▸ **SUPPLIED TEXT**:
'''

A few months ago, one of our student friends sent me this e-mail describing an experience she had after a yoga class (when we went for our after class ritual to have breakie). She gave me permission to put it on the blog adding a few words to it. Her message read:
Today I cried, like a child might cry when a stranger greets them. It came from nowhere, for no reason or no purpose. My feelings at the time were happiness, chatting with friends, laughing and surrounded by love, nothing was going on to make me sad. Within the group a shoulder massage was taking place, I was kindly asked to receive a massage. This is when I cried. My reaction disturbed me, I felt overtaken with grief. On the surface I would say I am an emotionally controlled person and have been from a young age, especially in public, I can honestly say this revealing emotion shook my core. Feelings of vulnerability, weakness and losing control caused my mind and body to recoil in disbelief. Once I had gathered my thoughts and composure, akin to lifting a heavy load from the floor, I returned to some normality, though still floating above my head for the rest of the day was the niggling disbelief at what had happened.
While searching for the logic to justify the outpour of emotion, my thoughts were drawn to the last six months. This has been a massive turning point in my life, I have surrendered to a vast amount of un-conditioning and recognition of ego, endeavouring to relinquish the controls of life that have kept me in a state of unhappiness. Although many personal barriers have come down, some are still raw and painful; a result of life’s dramas perpetually grinding me down over a long period of time has had a forceful effect. Though I believe l have opened my heart significantly in communication and participation, I have yet to open fully to the intimacy of touch. For me to be touched especially with kindness automatically presents fear, the fear my body will fully expose the depths of pain that have never been expressed and remain wedged between a rock and a hard place. While I am aware this will be a good release with cathartic benefits, regrettably the emotion of fear has more power over me.
I know the day will come, I will have no choice but to let go. I look forward to it.
When I let go of what I am, I become what I might be
Our friend is not the first who experienced uncontrollable tears after yoga/meditation. Many have shared similar experiences during or after such activities and been taken aback by the uncontrollable nature of their tears. Although in some cases there is relief, some experience panic as they don’t understand what is happening.
I read that in the Academy Award-winning animated film Spirited Away, a little girl gets lost in an abandoned theme park. She is befriended by a boy who gives her a cake and says it will give her back her strength. When she eats it, she starts crying. Yoga and meditation are similar to that cake in that they are meant to give you your power back, your power being your breath! When you feel that inner strength bubbling up, finding freedom in breathing – before recognizing what’s happening, your armours are down and tears / memories that were held back, released. It is in the inner safety that is deeply felt that the tears are allowed to show. It is also a sign of great relief after holding on to lots of tension inside. Unless it’s understood, the intensity of the release and the letting go of the guard can bring out fear and panic – is it safe to feel safe?

'''

▸ **DATASET ENTRIES**:
'''

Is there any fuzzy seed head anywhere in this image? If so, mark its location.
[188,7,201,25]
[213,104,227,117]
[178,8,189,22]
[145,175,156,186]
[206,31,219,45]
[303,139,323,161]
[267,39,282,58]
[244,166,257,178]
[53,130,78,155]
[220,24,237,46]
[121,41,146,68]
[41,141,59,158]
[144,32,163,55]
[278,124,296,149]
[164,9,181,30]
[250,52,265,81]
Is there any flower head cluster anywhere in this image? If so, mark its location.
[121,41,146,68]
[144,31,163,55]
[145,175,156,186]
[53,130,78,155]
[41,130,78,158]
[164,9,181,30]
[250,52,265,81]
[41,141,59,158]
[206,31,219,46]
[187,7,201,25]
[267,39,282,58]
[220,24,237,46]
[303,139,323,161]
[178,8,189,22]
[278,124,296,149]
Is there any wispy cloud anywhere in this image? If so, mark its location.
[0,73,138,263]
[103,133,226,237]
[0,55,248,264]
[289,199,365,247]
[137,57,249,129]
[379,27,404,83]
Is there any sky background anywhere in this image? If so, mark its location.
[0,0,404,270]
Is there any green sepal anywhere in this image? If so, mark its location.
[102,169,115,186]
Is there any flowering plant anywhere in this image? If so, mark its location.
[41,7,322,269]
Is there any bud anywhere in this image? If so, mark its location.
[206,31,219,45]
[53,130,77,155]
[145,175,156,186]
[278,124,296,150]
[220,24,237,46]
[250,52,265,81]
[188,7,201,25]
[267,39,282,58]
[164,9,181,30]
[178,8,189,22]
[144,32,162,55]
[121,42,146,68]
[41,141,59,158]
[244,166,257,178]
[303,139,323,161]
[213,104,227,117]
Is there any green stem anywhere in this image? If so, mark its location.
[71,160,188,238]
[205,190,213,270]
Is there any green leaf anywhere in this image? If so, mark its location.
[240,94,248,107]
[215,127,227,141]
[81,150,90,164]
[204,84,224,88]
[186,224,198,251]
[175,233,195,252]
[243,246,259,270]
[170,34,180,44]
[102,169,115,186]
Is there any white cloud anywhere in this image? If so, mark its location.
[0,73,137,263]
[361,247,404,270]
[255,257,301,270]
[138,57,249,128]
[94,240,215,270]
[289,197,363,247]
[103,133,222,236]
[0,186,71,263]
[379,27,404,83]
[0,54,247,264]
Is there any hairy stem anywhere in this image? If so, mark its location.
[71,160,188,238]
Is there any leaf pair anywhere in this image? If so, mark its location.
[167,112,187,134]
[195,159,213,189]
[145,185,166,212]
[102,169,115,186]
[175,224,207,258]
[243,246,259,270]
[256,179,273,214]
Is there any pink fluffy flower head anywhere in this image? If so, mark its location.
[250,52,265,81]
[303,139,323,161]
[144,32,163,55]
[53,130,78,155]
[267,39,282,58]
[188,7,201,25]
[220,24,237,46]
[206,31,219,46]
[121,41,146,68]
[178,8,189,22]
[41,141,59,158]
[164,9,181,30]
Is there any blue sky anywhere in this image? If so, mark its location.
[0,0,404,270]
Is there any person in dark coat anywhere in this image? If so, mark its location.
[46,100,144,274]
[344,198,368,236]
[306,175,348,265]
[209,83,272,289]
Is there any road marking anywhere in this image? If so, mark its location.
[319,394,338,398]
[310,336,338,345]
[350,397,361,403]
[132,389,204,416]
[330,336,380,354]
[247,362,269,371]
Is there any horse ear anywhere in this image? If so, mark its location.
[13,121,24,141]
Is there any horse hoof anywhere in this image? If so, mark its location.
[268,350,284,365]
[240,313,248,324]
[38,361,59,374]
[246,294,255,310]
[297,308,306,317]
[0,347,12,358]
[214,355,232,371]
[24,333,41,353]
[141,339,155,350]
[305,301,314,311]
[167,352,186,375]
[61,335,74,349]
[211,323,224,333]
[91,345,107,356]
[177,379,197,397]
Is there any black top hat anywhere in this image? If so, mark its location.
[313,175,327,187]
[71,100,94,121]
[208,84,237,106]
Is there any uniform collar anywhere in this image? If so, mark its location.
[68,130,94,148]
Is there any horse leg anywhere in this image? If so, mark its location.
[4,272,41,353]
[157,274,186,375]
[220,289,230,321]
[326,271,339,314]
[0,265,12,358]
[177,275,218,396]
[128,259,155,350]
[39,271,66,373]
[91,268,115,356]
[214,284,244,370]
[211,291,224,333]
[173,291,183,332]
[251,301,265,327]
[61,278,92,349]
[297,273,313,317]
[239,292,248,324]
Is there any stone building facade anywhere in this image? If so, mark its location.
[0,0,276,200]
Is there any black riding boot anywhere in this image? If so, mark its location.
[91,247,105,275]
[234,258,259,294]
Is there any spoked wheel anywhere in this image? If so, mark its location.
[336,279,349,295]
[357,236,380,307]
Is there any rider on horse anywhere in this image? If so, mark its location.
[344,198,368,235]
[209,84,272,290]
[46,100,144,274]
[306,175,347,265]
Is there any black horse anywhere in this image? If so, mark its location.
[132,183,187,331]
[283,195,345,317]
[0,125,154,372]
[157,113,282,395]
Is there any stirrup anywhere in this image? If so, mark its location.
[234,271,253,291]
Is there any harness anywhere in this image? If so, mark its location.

'''

Retype the part of the post about crying after yoga starting with "I read that" and going on through "to feel safe?". The data is separate material with no connection to the post about crying after yoga.

I read that in the Academy Award-winning animated film Spirited Away, a little girl gets lost in an abandoned theme park. She is befriended by a boy who gives her a cake and says it will give her back her strength. When she eats it, she starts crying. Yoga and meditation are similar to that cake in that they are meant to give you your power back, your power being your breath! When you feel that inner strength bubbling up, finding freedom in breathing – before recognizing what’s happening, your armours are down and tears / memories that were held back, released. It is in the inner safety that is deeply felt that the tears are allowed to show. It is also a sign of great relief after holding on to lots of tension inside. Unless it’s understood, the intensity of the release and the letting go of the guard can bring out fear and panic – is it safe to feel safe?